* BEGIN *
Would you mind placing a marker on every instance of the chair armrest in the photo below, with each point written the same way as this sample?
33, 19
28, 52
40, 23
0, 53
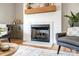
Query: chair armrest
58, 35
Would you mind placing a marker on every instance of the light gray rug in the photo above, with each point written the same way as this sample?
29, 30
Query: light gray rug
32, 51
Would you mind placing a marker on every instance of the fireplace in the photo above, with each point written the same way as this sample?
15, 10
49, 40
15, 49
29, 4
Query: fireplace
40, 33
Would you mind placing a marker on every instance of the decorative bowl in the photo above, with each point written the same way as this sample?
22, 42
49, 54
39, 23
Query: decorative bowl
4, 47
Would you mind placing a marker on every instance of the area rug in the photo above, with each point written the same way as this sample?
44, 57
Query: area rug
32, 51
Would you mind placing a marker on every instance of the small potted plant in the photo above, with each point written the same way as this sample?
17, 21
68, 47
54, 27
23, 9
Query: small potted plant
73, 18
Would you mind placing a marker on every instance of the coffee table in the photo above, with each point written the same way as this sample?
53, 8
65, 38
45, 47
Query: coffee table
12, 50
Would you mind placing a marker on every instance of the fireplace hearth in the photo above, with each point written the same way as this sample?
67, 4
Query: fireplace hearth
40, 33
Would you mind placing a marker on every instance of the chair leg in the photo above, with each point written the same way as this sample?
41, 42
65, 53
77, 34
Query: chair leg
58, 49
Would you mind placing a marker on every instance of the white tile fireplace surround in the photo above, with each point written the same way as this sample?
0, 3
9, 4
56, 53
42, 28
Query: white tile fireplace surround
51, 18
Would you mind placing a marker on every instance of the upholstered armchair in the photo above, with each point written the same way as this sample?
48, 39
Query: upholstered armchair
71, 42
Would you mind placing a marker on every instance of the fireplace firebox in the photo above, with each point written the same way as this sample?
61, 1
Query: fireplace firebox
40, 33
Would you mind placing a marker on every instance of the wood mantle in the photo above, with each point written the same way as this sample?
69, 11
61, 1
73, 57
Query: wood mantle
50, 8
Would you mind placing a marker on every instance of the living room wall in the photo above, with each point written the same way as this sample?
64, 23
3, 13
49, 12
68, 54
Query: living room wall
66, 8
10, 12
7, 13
* END *
*TO BE DONE*:
With the pictures left out, transcribe the material exactly.

*THE COMPLETED TASK*:
Would you mind placing a marker on every instance of the chair armrest in the photo below, with each point written the same way as this sample?
33, 19
28, 52
40, 23
0, 53
Query: chair armrest
58, 35
Would you mind placing a marker on every instance of the light gray rug in the photo above, with each point written the same way as this sample?
29, 30
Query: light gray rug
32, 51
Would you mind placing a marker on every instance of the fireplace in the photo above, with each point written the same way as this sample?
15, 10
49, 40
15, 49
29, 4
Query: fireplace
40, 33
Would you mind placing a marker on every instance of the decorative bowl in the photo above, with each point written the same way as this sample?
22, 42
49, 54
39, 23
Query: decorative bowl
4, 47
Would you mind placing a marker on every instance of the area rug in the photo above, with each point written the same way as this sample?
44, 57
Query: area rug
32, 51
Would you mind placing a marker on every instance of the small potted plant in the photo above, with each point written the same way as this sample?
17, 21
68, 47
54, 27
23, 9
Query: small potted plant
73, 18
Would you mind placing a marker on every instance of the coffee table in the photo above, with each point written the same way as this sample?
53, 8
65, 38
45, 47
Query: coffee table
12, 50
Would you mind placing a marker on every instance of the fireplace hearth in the photo above, with each point written the same way as this sample?
67, 4
Query: fireplace hearth
40, 33
Would you mind placing a marker on every instance of the chair leg in the photo above, with each point written the same way as this sample?
41, 42
65, 53
77, 34
Query: chair leg
58, 49
Would you mind placing a marker on every instance of the white tile fireplace surround in the photo above, with each point written the same way as this sample?
0, 3
9, 4
56, 53
42, 28
Query: white tile fireplace surround
51, 18
Would you mind placing a marker on every instance of the upholstered armchair in the photo above, with each point written the same way as this sample?
48, 39
Query: upholstered armchair
71, 42
Would you mind placing a marker on every instance of the fireplace firebox in the photo above, with each point written the same way as this sample?
61, 1
Query: fireplace firebox
40, 33
Would you mind placing a marker on every instance of the wood mantle in the photo above, with each point written the same way as this sample?
69, 11
61, 1
73, 57
Query: wood mantle
50, 8
Would you mind placing a marker on every instance of the living room wall in the photo above, with each point written the same way as this sample?
64, 23
3, 13
49, 12
68, 54
Query: living room wall
66, 8
10, 12
7, 13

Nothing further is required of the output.